» **Testo estratto**
▼
4.2 Né potrebbe ritenersi che la locuzione “ provvedimenti normativi e amministrativi ” utilizzata dal legislatore ai sensi dell’art. 17 bis L. n. 241/90 impedisca di sussumere sotto la relativa previsione gli atti amministrativi generali, di pianificazione o di programmazione;come, invece, sembrerebbe ritenere il Ministero, secondo cui “ il meccanismo del silenzio assenso […] appare praticabile soltanto nei rapporti amministrativi di carattere strettamente individuale in cui la P.A. debba adottare un provvedimento nell’interesse esclusivo o prevalente del privato richiedente, e non una misura di gestione complessa e permanente sul territorio ” (pag. 11 appello).
Ragioni letterali, sistematiche e teleologiche impongono di aderire all’indirizzo esegetico accolto dal giudice di prime cure.
4.2.1 Iniziando la disamina dal dato letterale, si osserva che l’ordinamento giuridico, sebbene non definisca la nozione di “ provvedimento amministrativo ”, delinea comunque il relativo regime giuridico, richiamando espressamente, tra l’altro, l’autoritatività (arg. ex art. 1, comma 1 bis , L. n. 241/90), l’efficacia, l’esecutività, l’esecutorietà o la riesaminabilità (artt. 21 bis e ss. L. n. 241/90) dell’atto provvedimentale: altri caratteri, inoltre, sono desumibili dai pertinenti principi costituzionali - in primo luogo dal principio di legalità, che impone la tipicità e nominatività del provvedimento amministrativo -, ovvero sono ricavabili per differenziazione rispetto al regime giuridico di altri atti costituenti esplicazione di potestà pubblica (sull’assenza di una definizione normativa di provvedimento amministrativo, cfr. Consiglio di Stato, sez. V, 22 dicembre 2014, n. 6244).
▲
» **Obiettivo 1**
Riproduci integralmente il brano sul silenzio assenso e sui provvedimenti amministrativi, senza cambiare nulla.

» **Dati archiviati**
▼
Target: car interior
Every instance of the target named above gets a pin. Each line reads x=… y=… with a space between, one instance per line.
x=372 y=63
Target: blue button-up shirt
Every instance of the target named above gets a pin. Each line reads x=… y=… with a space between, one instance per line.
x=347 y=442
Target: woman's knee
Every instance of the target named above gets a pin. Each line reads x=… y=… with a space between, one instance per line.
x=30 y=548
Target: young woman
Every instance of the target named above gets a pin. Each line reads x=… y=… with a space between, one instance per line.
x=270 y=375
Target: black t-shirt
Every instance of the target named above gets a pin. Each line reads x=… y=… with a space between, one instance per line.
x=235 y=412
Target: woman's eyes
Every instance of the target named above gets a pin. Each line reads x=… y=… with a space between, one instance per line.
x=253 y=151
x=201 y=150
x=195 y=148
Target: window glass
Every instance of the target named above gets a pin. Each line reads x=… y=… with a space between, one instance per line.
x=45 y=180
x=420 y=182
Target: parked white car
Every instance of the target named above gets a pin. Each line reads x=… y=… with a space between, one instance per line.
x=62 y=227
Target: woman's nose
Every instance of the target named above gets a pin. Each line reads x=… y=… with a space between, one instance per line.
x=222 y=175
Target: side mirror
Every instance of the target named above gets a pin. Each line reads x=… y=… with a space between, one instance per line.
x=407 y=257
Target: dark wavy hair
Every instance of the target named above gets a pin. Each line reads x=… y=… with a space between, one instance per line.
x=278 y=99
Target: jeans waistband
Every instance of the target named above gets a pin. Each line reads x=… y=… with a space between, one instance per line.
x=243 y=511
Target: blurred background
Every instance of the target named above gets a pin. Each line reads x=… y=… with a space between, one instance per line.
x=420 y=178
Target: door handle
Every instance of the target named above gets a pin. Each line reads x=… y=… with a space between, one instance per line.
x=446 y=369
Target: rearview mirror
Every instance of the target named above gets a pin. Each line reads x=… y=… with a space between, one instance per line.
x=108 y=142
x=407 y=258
▲
» **Obiettivo 2**
Riscrivi come tabella Markdown con le colonne Numero e Contenuto soltanto le righe che vanno dalla prima fino a quella che contiene "x=407 y=257", entrambe incluse. Tralascia le righe vuote.

» **Risultato completo 1**
4.2 Né potrebbe ritenersi che la locuzione “ provvedimenti normativi e amministrativi ” utilizzata dal legislatore ai sensi dell’art. 17 bis L. n. 241/90 impedisca di sussumere sotto la relativa previsione gli atti amministrativi generali, di pianificazione o di programmazione;come, invece, sembrerebbe ritenere il Ministero, secondo cui “ il meccanismo del silenzio assenso […] appare praticabile soltanto nei rapporti amministrativi di carattere strettamente individuale in cui la P.A. debba adottare un provvedimento nell’interesse esclusivo o prevalente del privato richiedente, e non una misura di gestione complessa e permanente sul territorio ” (pag. 11 appello).
Ragioni letterali, sistematiche e teleologiche impongono di aderire all’indirizzo esegetico accolto dal giudice di prime cure.
4.2.1 Iniziando la disamina dal dato letterale, si osserva che l’ordinamento giuridico, sebbene non definisca la nozione di “ provvedimento amministrativo ”, delinea comunque il relativo regime giuridico, richiamando espressamente, tra l’altro, l’autoritatività (arg. ex art. 1, comma 1 bis , L. n. 241/90), l’efficacia, l’esecutività, l’esecutorietà o la riesaminabilità (artt. 21 bis e ss. L. n. 241/90) dell’atto provvedimentale: altri caratteri, inoltre, sono desumibili dai pertinenti principi costituzionali - in primo luogo dal principio di legalità, che impone la tipicità e nominatività del provvedimento amministrativo -, ovvero sono ricavabili per differenziazione rispetto al regime giuridico di altri atti costituenti esplicazione di potestà pubblica (sull’assenza di una definizione normativa di provvedimento amministrativo, cfr. Consiglio di Stato, sez. V, 22 dicembre 2014, n. 6244).

» **Risultato completo 2**
| Numero | Contenuto |
|---|---|
| 1 | Target: car interior |
| 2 | Every instance of the target named above gets a pin. Each line reads x=… y=… with a space between, one instance per line. |
| 3 | x=372 y=63 |
| 4 | Target: blue button-up shirt |
| 5 | Every instance of the target named above gets a pin. Each line reads x=… y=… with a space between, one instance per line. |
| 6 | x=347 y=442 |
| 7 | Target: woman's knee |
| 8 | Every instance of the target named above gets a pin. Each line reads x=… y=… with a space between, one instance per line. |
| 9 | x=30 y=548 |
| 10 | Target: young woman |
| 11 | Every instance of the target named above gets a pin. Each line reads x=… y=… with a space between, one instance per line. |
| 12 | x=270 y=375 |
| 13 | Target: black t-shirt |
| 14 | Every instance of the target named above gets a pin. Each line reads x=… y=… with a space between, one instance per line. |
| 15 | x=235 y=412 |
| 16 | Target: woman's eyes |
| 17 | Every instance of the target named above gets a pin. Each line reads x=… y=… with a space between, one instance per line. |
| 18 | x=253 y=151 |
| 19 | x=201 y=150 |
| 20 | x=195 y=148 |
| 21 | Target: window glass |
| 22 | Every instance of the target named above gets a pin. Each line reads x=… y=… with a space between, one instance per line. |
| 23 | x=45 y=180 |
| 24 | x=420 y=182 |
| 25 | Target: parked white car |
| 26 | Every instance of the target named above gets a pin. Each line reads x=… y=… with a space between, one instance per line. |
| 27 | x=62 y=227 |
| 28 | Target: woman's nose |
| 29 | Every instance of the target named above gets a pin. Each line reads x=… y=… with a space between, one instance per line. |
| 30 | x=222 y=175 |
| 31 | Target: side mirror |
| 32 | Every instance of the target named above gets a pin. Each line reads x=… y=… with a space between, one instance per line. |
| 33 | x=407 y=257 |